*Task brief:*
Please return each entry in the listing exactly.

*Input for this task:*
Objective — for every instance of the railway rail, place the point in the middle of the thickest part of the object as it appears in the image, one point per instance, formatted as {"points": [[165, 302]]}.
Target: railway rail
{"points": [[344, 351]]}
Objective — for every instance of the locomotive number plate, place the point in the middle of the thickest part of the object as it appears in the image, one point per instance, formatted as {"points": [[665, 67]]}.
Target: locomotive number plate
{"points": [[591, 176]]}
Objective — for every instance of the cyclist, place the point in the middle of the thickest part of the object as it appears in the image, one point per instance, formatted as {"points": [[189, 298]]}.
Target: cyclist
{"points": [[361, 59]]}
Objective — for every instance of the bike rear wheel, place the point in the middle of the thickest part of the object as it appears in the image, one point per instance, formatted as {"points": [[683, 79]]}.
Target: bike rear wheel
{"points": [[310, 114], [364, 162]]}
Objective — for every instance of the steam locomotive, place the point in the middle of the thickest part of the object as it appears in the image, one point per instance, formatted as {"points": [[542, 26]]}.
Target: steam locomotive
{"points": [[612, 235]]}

*Response:*
Objective — for every instance of the railway rail, place the point in the middle of the thickest part of the object as it appears in the image, one point per instance, formatted as {"points": [[165, 302]]}.
Target: railway rail
{"points": [[344, 351]]}
Objective — for every instance of the locomotive number plate, place the point in the middle of the thickest part of the object as it appears in the image, one point per instance, formatted as {"points": [[665, 67]]}.
Target: locomotive number plate
{"points": [[591, 176]]}
Objective — for every instance of the cyclist, place the point in the middle of the thickest part of the object as it appears in the image, one point per instance, formatted as {"points": [[189, 298]]}.
Target: cyclist
{"points": [[361, 59]]}
Objective — for every instance of the bike rear wheel, place the point in the middle of the thickest part of the object as it appears in the image, one point per instance, formatted as {"points": [[683, 79]]}.
Target: bike rear wheel
{"points": [[310, 114], [364, 162]]}
Objective — for every instance of the steam locomotive, place the point in the middle of the thickest part of the object as it appears in the image, one point per instance, formatted as {"points": [[542, 26]]}.
Target: steam locomotive
{"points": [[612, 235]]}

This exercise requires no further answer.